**DATASET EXTRACT**:
** Begin **
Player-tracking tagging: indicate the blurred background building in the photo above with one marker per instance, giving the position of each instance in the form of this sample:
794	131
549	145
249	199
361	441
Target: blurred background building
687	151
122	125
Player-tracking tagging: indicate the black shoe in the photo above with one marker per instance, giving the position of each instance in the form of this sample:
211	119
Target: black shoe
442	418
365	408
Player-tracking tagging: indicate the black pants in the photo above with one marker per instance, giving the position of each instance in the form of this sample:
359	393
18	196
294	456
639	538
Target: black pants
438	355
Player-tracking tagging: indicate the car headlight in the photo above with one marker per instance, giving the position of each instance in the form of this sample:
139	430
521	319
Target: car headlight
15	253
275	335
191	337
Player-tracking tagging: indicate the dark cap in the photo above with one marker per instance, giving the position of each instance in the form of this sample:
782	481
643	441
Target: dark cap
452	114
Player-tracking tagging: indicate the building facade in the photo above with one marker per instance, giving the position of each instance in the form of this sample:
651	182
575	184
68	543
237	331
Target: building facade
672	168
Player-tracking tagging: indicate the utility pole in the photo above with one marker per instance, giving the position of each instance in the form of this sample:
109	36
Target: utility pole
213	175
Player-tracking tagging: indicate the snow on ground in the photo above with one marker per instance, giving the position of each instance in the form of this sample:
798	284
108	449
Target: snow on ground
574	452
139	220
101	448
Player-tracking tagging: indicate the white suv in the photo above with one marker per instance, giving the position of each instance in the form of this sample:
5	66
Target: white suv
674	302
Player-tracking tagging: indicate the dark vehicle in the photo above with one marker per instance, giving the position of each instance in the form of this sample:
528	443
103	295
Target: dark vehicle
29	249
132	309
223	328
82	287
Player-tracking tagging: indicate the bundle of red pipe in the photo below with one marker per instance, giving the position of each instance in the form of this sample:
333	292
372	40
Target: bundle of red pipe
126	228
** End **
Render all of the material above as a Markdown table with the columns Row and Line. Give each nonblank line its own numbered row and leave out blank lines.

**EXERCISE RESULT**:
| Row | Line |
|---|---|
| 1 | Player-tracking tagging: indicate the blurred background building in the photo above with one marker per instance, giving the position of each instance in the form of this sample: |
| 2 | 794	131 |
| 3 | 549	145 |
| 4 | 249	199 |
| 5 | 361	441 |
| 6 | Target: blurred background building |
| 7 | 687	151 |
| 8 | 122	125 |
| 9 | Player-tracking tagging: indicate the black shoe in the photo above with one marker per instance, giving the position of each instance in the form of this sample: |
| 10 | 211	119 |
| 11 | Target: black shoe |
| 12 | 442	418 |
| 13 | 365	408 |
| 14 | Player-tracking tagging: indicate the black pants in the photo above with one marker per instance, giving the position of each instance in the form of this sample: |
| 15 | 359	393 |
| 16 | 18	196 |
| 17 | 294	456 |
| 18 | 639	538 |
| 19 | Target: black pants |
| 20 | 438	355 |
| 21 | Player-tracking tagging: indicate the car headlight in the photo above with one marker per instance, giving the position of each instance in the form of this sample: |
| 22 | 139	430 |
| 23 | 521	319 |
| 24 | Target: car headlight |
| 25 | 15	253 |
| 26 | 275	335 |
| 27 | 191	337 |
| 28 | Player-tracking tagging: indicate the dark cap in the photo above with one marker per instance, giving the position of each instance in the form of this sample: |
| 29 | 782	481 |
| 30 | 643	441 |
| 31 | Target: dark cap |
| 32 | 452	114 |
| 33 | Player-tracking tagging: indicate the building facade in the photo above with one marker per instance, giving the position of each instance in the form of this sample: |
| 34 | 651	182 |
| 35 | 575	184 |
| 36 | 68	543 |
| 37 | 237	331 |
| 38 | Target: building facade |
| 39 | 672	168 |
| 40 | Player-tracking tagging: indicate the utility pole in the photo above with one marker per instance, giving the position of each instance in the form of this sample: |
| 41 | 109	36 |
| 42 | Target: utility pole |
| 43 | 213	175 |
| 44 | Player-tracking tagging: indicate the snow on ground in the photo above with one marker per instance, giving the position of each instance in the form of this sample: |
| 45 | 798	284 |
| 46 | 108	449 |
| 47 | Target: snow on ground |
| 48 | 574	452 |
| 49 | 139	220 |
| 50 | 101	448 |
| 51 | Player-tracking tagging: indicate the white suv in the photo above with one marker per instance, giving the position of each instance in the form of this sample: |
| 52 | 5	66 |
| 53 | Target: white suv |
| 54 | 674	302 |
| 55 | Player-tracking tagging: indicate the dark vehicle in the photo above with one marker per instance, giving the position of each instance in the form of this sample: |
| 56 | 528	443 |
| 57 | 103	295 |
| 58 | Target: dark vehicle |
| 59 | 29	249 |
| 60 | 132	309 |
| 61 | 223	328 |
| 62 | 82	287 |
| 63 | Player-tracking tagging: indicate the bundle of red pipe in the photo below with one marker per instance, giving the position of each instance in the form of this sample: |
| 64 | 333	292 |
| 65 | 372	40 |
| 66 | Target: bundle of red pipe |
| 67 | 126	228 |